# EXERCISE:
The records below hold pictures; please leave those out and retype the rest exactly.

# EXTRACTED RECORDS:

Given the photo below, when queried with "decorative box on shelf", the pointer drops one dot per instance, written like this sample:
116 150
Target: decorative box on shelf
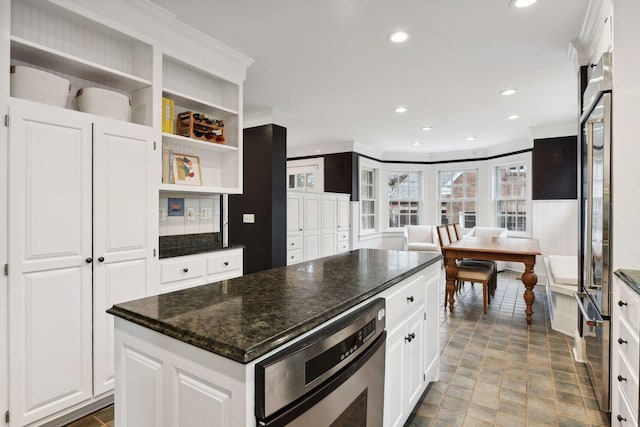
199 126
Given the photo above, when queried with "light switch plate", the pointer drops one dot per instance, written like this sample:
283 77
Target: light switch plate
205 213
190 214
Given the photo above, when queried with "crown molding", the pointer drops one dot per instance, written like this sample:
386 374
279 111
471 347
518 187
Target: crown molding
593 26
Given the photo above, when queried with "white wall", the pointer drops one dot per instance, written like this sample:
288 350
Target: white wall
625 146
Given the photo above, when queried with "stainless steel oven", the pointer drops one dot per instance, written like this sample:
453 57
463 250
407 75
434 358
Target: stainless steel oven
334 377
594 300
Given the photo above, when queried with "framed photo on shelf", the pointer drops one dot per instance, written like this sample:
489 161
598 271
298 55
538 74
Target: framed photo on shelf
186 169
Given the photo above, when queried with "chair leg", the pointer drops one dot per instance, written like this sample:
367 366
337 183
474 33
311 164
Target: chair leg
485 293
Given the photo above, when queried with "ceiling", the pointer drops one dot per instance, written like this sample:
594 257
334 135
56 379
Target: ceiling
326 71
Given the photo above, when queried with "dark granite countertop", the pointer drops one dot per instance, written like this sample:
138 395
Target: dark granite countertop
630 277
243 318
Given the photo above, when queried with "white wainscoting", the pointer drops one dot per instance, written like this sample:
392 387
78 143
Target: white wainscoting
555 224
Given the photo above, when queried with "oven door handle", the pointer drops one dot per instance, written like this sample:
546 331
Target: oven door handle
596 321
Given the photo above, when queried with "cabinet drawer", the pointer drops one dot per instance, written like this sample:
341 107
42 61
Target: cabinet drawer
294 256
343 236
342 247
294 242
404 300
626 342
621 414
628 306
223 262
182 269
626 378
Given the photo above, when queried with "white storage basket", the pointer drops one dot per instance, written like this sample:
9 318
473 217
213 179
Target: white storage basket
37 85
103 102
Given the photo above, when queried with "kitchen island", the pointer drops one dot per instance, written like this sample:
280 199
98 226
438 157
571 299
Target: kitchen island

# EXERCISE RESPONSE:
Given the photo below, when queried with "decorative box on shelf", the pointer drops one dot per instance, written like this sample:
116 150
Target: decorative box on shelf
199 126
Given the photo above, when queried with "light switch plate", the pointer drops one dot per instance, written like this sample:
283 77
Target: light switch plate
205 213
190 214
Given the photo above, when queried with "crown molding", the pointer drops one dot per instance, written like this sample:
386 374
279 111
471 347
518 187
Target: crown molding
593 26
Given the photo above, when queried with "white wall", the pointer drops one dot per instance, written like this sample:
288 350
Target: white wall
625 146
Given the photo above, when queried with "stainless steel oven", the pointer drops one dot per instance, written like this sample:
453 57
463 250
407 75
434 358
Target: stainless steel oven
334 377
594 300
Given the photo above, when queried with "framed photo on shelf", the pointer drops one dot per instance, written like this sample:
489 161
598 271
298 55
538 74
Target: framed photo on shelf
186 169
Given the photo above, when queried with "chair leg", the pointer drops one dot per instance, written like this sample:
367 366
337 183
474 33
311 164
Target: chair leg
485 293
Given the photo above, when queried with "ceiling", the pointer drops one dot per instance, written like this sample:
594 257
334 135
56 379
Target: ceiling
326 71
Given the photo above, when queried with "dark granite countertop", the pointer drops one dot per instance, written like this sample:
138 395
Target: dark granite countertop
630 277
243 318
Given the photo above, when queried with "white wainscoting", the pointer drops one dot per instance, written like this sample:
392 387
78 143
Target: white wainscoting
555 224
Given the photo above, when queried with "oven door handle", the pointer drops one dot per instance, written like this sample:
546 331
Target: oven door handle
596 321
Given the photo above, when queried with "cabinet drawer", the pointer drops one dot per instance, written like this sample:
341 107
42 61
Target: cabinet drawer
294 256
343 236
342 247
294 242
404 300
626 342
621 414
628 306
223 262
182 269
626 378
Given the photo above, when queried with "white storage basket", the pointer drops one dot per instance, written like this sample:
9 318
473 217
213 179
Target: white storage basket
37 85
103 102
Given the photo above, when queried with "kitchen island", the pointer drops one dot per instance, written like this sample:
280 199
98 226
438 157
571 299
Target: kitchen island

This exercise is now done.